| Given exercise |
Copy each line exactly. Drop every picture.

| Supplied material |
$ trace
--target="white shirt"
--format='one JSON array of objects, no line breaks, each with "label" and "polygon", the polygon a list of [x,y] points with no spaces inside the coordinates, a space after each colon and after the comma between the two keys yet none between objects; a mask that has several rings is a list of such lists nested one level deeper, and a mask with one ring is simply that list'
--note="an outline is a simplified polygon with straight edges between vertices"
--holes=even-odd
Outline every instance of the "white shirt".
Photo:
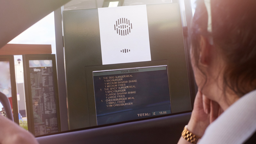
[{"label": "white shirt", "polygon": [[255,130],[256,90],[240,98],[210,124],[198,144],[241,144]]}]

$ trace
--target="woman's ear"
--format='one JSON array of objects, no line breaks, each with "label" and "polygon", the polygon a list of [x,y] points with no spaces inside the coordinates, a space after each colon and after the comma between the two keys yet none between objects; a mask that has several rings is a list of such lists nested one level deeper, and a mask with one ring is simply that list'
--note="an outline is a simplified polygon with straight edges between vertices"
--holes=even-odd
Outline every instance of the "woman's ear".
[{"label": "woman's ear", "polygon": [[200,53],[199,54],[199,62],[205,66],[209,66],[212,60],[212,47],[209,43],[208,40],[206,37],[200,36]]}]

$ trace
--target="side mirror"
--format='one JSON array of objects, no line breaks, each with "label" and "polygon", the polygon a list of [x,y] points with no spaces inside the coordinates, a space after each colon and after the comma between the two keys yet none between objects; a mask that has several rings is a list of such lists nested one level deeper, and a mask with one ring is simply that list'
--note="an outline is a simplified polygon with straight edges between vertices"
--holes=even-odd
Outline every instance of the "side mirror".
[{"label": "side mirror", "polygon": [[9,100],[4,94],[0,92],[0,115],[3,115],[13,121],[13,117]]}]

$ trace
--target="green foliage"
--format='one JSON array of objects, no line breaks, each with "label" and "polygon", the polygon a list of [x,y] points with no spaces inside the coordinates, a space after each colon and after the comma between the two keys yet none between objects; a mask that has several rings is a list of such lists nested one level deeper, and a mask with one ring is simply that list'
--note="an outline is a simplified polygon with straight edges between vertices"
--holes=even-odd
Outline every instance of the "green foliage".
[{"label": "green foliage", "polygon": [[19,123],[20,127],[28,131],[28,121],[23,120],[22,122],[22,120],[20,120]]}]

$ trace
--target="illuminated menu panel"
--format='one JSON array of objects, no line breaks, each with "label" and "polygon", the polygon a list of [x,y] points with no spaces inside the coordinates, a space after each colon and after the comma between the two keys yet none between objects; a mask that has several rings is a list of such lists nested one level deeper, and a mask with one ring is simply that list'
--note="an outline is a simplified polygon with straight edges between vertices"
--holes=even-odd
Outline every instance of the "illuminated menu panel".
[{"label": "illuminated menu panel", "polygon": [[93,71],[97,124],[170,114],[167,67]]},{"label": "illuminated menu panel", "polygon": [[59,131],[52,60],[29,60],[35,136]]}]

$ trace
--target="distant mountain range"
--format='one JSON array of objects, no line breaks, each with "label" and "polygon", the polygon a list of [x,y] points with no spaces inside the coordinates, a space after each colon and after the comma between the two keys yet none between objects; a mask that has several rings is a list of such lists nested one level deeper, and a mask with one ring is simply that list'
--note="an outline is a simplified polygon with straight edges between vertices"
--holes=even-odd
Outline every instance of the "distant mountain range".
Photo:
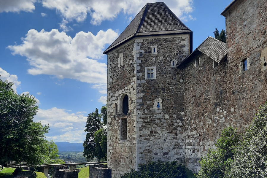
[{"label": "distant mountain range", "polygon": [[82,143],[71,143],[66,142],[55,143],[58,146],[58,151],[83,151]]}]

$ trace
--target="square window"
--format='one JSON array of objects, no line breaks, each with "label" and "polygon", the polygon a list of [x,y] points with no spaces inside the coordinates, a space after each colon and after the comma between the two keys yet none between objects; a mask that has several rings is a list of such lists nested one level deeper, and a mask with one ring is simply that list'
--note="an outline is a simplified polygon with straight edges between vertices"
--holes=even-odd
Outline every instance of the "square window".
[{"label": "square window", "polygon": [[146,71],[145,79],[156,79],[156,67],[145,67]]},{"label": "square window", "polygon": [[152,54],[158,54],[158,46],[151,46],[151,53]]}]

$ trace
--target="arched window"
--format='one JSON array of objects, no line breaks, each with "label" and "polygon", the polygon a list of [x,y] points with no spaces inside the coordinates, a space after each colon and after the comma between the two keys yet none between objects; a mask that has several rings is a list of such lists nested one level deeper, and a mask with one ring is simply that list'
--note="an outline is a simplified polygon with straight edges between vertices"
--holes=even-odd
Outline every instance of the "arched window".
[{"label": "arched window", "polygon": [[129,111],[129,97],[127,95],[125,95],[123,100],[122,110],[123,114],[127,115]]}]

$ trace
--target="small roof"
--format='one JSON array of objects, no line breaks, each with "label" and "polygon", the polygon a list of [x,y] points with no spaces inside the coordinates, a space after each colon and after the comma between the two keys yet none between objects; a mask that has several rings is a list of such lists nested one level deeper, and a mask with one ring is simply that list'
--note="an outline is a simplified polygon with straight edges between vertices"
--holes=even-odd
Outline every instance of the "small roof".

| Exercise answer |
$ trace
--target="white shirt"
--format='one JSON array of objects, no line breaks, each with "label" and "polygon", the polygon a list of [x,y] points with no spaces inside the coordinates, a space after each colon and after the comma between the two keys yet none between objects; a mask that has several rings is a list of such lists nested one level deeper, and a mask with one ring is simply that list'
--note="an outline is a simplified polygon with straight edges between vertices"
--holes=even-odd
Outline every instance of the "white shirt".
Photo:
[{"label": "white shirt", "polygon": [[255,130],[256,90],[240,98],[210,124],[198,144],[241,144]]}]

$ trace
--target="woman's ear"
--format='one JSON array of objects, no line breaks, each with "label" and "polygon", the polygon a list of [x,y] points with no spaces inside the coordinates, a space after each colon and after the comma between the two keys yet none between objects; a mask that has several rings is a list of such lists nested one level deeper, and a mask with one ring is simply that list'
--note="an outline is a simplified polygon with straight edges between vertices"
--holes=even-odd
Outline every instance of the "woman's ear".
[{"label": "woman's ear", "polygon": [[200,53],[199,54],[199,62],[205,66],[209,66],[212,60],[212,47],[209,43],[208,40],[206,37],[200,36]]}]

$ trace
--target="side mirror"
--format='one JSON array of objects, no line breaks, each with "label" and "polygon", the polygon a list of [x,y] points with no spaces inside the coordinates, a space after each colon and after the comma between the two keys yet none between objects; a mask that has several rings is a list of such lists nested one level deeper, and a mask with one ring is simply that list'
--note="an outline is a simplified polygon with straight edges between vertices"
--holes=even-odd
Outline every instance of the "side mirror".
[{"label": "side mirror", "polygon": [[9,100],[4,94],[0,92],[0,115],[3,115],[13,121],[13,117]]}]

$ trace
--target="green foliage"
--format='one JSON array of objects, no line breaks, each with "label" and "polygon", the polygon a list of [x,y] points with no spaces inside the coordinates, a space after each colon and after the comma between the two keys yet none between objects; a mask that has several rings is a list of such lists nested one level deeper, and a mask with one ring is simply that list'
--note="an outline is a simplified polygon with straight edges between vertices"
--holes=even-odd
Outline every instance of the "green foliage".
[{"label": "green foliage", "polygon": [[19,123],[20,127],[28,131],[28,121],[23,120],[22,122],[22,120],[20,120]]}]

$ trace
--target="illuminated menu panel"
--format='one JSON array of objects, no line breaks, each with "label" and "polygon", the polygon a list of [x,y] points with no spaces inside the coordinates, a space after each colon and after the comma between the two keys yet none between objects; a mask that has several rings is a list of such lists nested one level deeper, and a mask with one ring is simply that list'
--note="an outline is a simplified polygon with straight edges between vertices"
--holes=even-odd
Outline every instance of the "illuminated menu panel".
[{"label": "illuminated menu panel", "polygon": [[93,71],[97,124],[170,114],[167,67]]},{"label": "illuminated menu panel", "polygon": [[59,131],[52,60],[29,60],[35,136]]}]

$ trace
--target="distant mountain range"
--format='one JSON array of objects, no line breaks, each with "label" and "polygon", the polygon a list of [x,y] points with no spaces inside the coordinates, a space after each colon and after the comma between the two keys yet none between objects; a mask that has several rings is a list of such lists nested one level deeper, and a mask with one ring is simply that list'
--note="an outline is a simplified polygon with straight edges between vertices"
--holes=even-odd
Outline every instance of the "distant mountain range".
Photo:
[{"label": "distant mountain range", "polygon": [[82,143],[71,143],[66,142],[55,143],[58,146],[58,151],[83,151]]}]

$ trace
--target="square window"
--format='one JSON array of objects, no line breaks, each with "label" and "polygon", the polygon a list of [x,y] points with no spaces inside the coordinates, a space after each colon and after the comma between the two keys yet none between objects; a mask that has several rings is a list of such lists nested one level deeper, and a mask with one ring is simply that list'
--note="an outline is a simplified polygon with straight edges between vertices"
--holes=even-odd
Outline every instance of the "square window".
[{"label": "square window", "polygon": [[146,71],[145,79],[156,79],[156,67],[145,67]]},{"label": "square window", "polygon": [[152,54],[158,54],[158,46],[151,46],[151,53]]}]

$ trace
--target="arched window"
--format='one JSON array of objects, no line breaks, each with "label" and "polygon", the polygon a list of [x,y] points with no spaces inside the coordinates, a space after each colon and after the comma between the two keys yet none between objects; a mask that has several rings is a list of such lists nested one level deeper, and a mask with one ring is simply that list'
--note="an outline is a simplified polygon with straight edges between vertices"
--holes=even-odd
Outline every instance of the "arched window".
[{"label": "arched window", "polygon": [[129,111],[129,97],[127,95],[125,95],[123,100],[122,110],[123,114],[127,115]]}]

$ trace
--target="small roof"
--format='one JSON array of objects, no line breaks, each with "label" and "polygon", the polygon a list of [x,y] points with no spaces inside the coordinates, a space after each colon and after the comma between the two keys yet none between objects; a mask that has several rings is a list of such lists nested one level deeper, and a mask with one ring is simply that list'
--note="an outline is a simplified polygon with straight edges between vertices"
--holes=even-odd
Outline every instance of the "small roof".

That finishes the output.